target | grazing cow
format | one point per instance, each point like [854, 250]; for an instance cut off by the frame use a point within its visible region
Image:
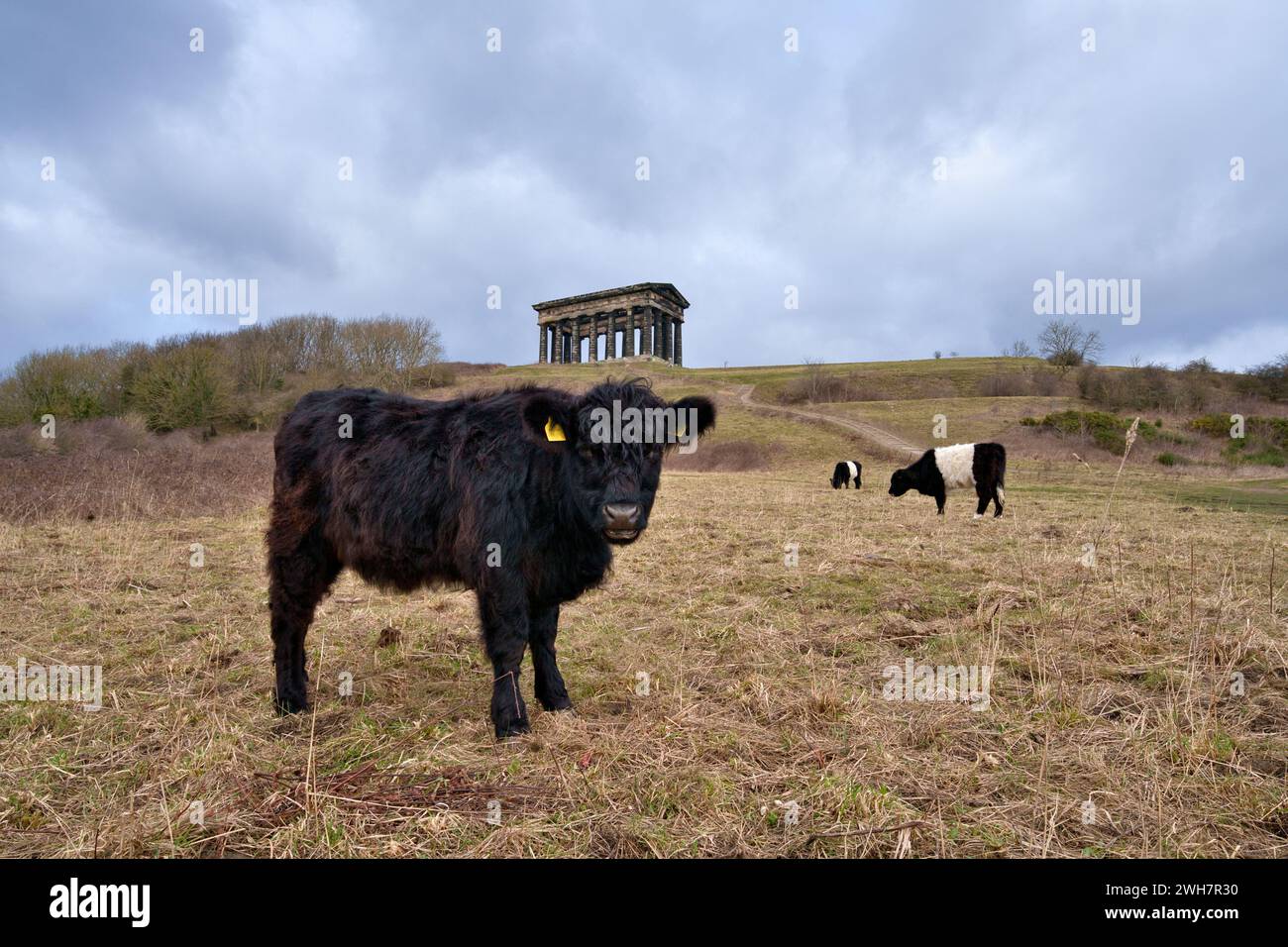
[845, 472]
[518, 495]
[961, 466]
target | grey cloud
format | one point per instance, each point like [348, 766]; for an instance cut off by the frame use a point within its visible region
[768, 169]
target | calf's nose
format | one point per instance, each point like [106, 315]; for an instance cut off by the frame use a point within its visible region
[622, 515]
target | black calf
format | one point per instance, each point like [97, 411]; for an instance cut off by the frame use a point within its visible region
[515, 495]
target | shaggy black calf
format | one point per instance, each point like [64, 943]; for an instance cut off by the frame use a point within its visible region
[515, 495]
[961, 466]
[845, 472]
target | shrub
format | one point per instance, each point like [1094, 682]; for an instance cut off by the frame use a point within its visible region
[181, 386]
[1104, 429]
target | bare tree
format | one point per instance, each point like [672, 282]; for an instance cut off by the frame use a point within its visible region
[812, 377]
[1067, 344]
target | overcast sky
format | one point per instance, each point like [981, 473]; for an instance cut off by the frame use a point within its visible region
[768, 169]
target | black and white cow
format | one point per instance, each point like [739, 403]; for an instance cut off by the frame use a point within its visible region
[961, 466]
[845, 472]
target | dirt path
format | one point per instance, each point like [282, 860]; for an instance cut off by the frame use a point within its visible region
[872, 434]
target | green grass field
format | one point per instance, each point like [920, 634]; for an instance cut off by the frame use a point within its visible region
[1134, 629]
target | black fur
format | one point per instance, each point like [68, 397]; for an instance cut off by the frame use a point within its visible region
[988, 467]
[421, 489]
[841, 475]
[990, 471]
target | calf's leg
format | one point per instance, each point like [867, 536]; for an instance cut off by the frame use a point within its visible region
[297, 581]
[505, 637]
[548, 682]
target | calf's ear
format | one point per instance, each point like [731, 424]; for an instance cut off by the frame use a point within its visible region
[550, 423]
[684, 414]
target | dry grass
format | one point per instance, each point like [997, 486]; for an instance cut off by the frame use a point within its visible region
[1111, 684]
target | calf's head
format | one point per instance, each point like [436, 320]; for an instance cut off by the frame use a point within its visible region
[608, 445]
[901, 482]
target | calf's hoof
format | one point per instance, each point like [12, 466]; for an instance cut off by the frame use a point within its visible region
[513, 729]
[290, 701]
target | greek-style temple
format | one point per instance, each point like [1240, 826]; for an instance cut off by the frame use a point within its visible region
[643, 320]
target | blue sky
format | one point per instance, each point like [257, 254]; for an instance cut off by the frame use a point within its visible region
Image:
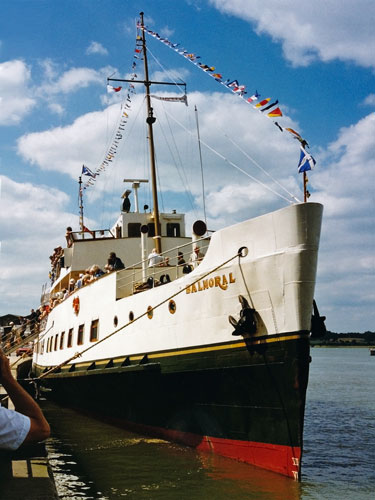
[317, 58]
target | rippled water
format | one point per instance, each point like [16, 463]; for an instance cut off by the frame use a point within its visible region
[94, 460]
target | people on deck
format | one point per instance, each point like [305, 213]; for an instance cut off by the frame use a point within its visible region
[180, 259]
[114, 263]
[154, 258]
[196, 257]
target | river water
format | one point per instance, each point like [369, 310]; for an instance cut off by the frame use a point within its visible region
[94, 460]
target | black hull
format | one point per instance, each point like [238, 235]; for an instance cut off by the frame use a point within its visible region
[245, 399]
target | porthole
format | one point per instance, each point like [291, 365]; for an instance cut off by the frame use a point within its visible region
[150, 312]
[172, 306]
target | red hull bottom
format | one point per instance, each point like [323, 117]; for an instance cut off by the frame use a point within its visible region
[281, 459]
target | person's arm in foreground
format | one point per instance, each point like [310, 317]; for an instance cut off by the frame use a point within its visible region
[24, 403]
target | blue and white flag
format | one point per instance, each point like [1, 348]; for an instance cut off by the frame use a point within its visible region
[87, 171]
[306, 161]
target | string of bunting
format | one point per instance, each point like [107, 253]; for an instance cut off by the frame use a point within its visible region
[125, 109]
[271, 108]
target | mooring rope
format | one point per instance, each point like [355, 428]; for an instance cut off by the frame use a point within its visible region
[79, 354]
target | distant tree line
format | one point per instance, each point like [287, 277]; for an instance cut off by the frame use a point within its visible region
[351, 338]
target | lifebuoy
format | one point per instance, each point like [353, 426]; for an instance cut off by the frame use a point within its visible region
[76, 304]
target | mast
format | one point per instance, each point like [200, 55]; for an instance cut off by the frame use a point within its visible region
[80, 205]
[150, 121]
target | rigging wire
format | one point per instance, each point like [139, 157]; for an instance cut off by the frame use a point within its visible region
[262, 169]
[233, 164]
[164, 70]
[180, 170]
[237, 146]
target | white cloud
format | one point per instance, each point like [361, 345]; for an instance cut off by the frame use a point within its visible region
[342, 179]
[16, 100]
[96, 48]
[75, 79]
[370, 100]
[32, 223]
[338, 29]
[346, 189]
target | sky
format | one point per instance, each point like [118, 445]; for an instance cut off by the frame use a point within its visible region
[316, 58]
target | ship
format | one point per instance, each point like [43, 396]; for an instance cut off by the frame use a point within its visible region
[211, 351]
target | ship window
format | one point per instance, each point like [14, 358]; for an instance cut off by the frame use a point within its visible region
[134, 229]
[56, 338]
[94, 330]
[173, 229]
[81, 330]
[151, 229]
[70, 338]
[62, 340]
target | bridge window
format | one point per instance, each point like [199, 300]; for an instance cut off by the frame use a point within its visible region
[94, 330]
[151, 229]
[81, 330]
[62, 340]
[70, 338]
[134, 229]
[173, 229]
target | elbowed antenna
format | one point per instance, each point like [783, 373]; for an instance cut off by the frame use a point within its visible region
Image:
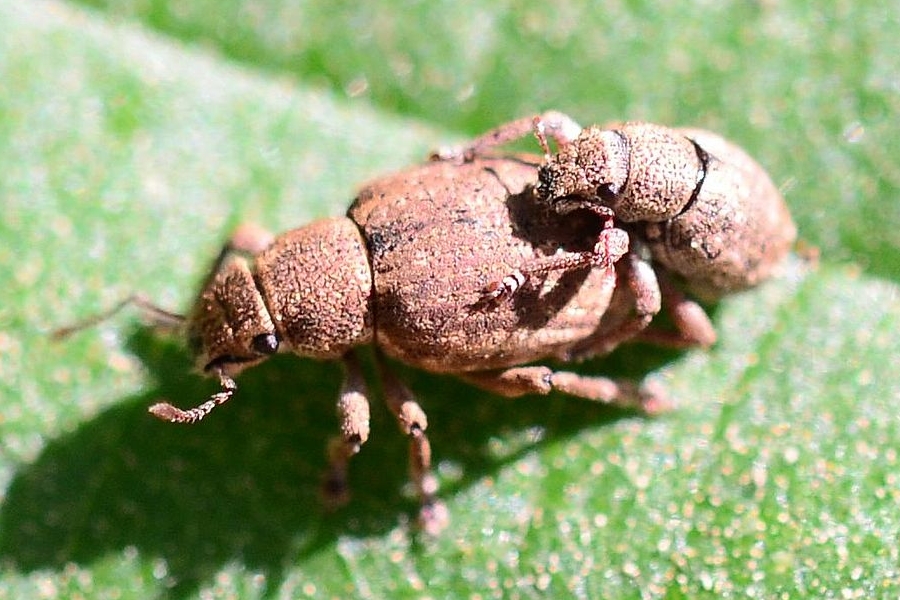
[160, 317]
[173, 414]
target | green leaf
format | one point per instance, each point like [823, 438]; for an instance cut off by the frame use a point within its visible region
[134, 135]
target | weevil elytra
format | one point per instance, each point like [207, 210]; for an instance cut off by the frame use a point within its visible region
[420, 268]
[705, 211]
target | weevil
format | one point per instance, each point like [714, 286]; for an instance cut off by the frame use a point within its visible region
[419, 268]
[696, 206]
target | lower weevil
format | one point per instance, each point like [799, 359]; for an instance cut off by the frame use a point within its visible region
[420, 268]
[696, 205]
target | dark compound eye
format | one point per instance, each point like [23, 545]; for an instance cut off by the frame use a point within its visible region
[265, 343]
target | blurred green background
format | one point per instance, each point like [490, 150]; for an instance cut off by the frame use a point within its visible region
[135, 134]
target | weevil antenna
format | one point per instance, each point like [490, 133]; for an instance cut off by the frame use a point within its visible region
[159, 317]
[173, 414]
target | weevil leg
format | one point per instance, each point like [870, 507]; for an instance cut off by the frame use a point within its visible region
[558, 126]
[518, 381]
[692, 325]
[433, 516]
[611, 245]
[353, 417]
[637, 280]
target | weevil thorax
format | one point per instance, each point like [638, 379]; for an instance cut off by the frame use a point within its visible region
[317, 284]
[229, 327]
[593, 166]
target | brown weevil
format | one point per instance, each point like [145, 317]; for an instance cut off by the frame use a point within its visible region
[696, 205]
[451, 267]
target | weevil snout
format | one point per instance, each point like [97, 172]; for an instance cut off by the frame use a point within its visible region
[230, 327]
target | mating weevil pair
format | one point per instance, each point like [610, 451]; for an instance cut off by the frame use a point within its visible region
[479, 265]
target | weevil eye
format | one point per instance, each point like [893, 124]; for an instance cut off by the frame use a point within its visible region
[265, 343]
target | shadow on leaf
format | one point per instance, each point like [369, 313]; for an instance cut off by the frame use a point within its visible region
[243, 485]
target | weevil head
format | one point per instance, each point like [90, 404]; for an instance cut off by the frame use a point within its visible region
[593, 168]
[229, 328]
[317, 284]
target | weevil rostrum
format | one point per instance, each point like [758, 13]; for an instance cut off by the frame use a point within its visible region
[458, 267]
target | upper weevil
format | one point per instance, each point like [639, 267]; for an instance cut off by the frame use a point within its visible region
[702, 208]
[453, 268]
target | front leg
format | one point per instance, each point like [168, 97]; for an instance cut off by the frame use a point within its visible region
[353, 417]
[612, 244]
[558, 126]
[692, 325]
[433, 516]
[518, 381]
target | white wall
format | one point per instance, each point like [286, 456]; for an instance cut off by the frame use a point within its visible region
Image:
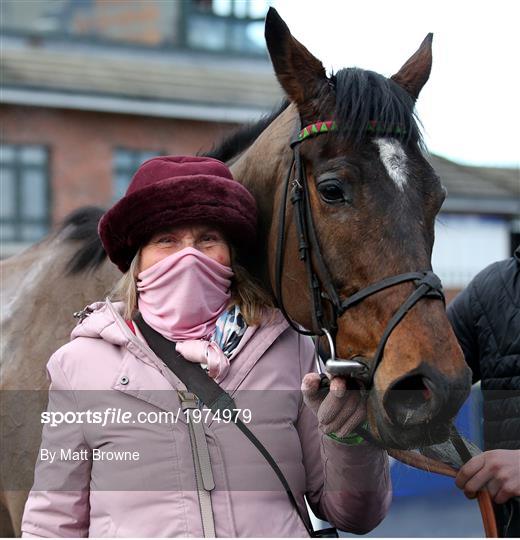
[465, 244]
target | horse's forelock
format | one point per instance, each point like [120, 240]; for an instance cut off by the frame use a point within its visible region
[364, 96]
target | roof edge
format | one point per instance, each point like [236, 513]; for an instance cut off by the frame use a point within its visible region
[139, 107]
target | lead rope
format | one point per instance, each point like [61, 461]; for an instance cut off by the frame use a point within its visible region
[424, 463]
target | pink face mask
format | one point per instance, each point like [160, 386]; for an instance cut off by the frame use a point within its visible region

+---+

**Exercise requirements**
In the listing above, find the line with "target | green grass field" and the line with "target | calf's ear", then reproduce both and every line between them exactly.

**Your response**
target | green grass field
format | one point per instance, each point like [920, 634]; for an instance cut off by the frame use a point within its visible region
[1134, 629]
target | black fur
format | one point per instance, each point like [68, 397]; for an instance cut off by the frame use a point within its visible region
[988, 467]
[421, 489]
[841, 475]
[990, 471]
target | calf's leg
format | one point per instance, each point like [867, 536]; for an instance cut off by the frame use a point within its visible region
[297, 581]
[505, 637]
[548, 682]
target | calf's ear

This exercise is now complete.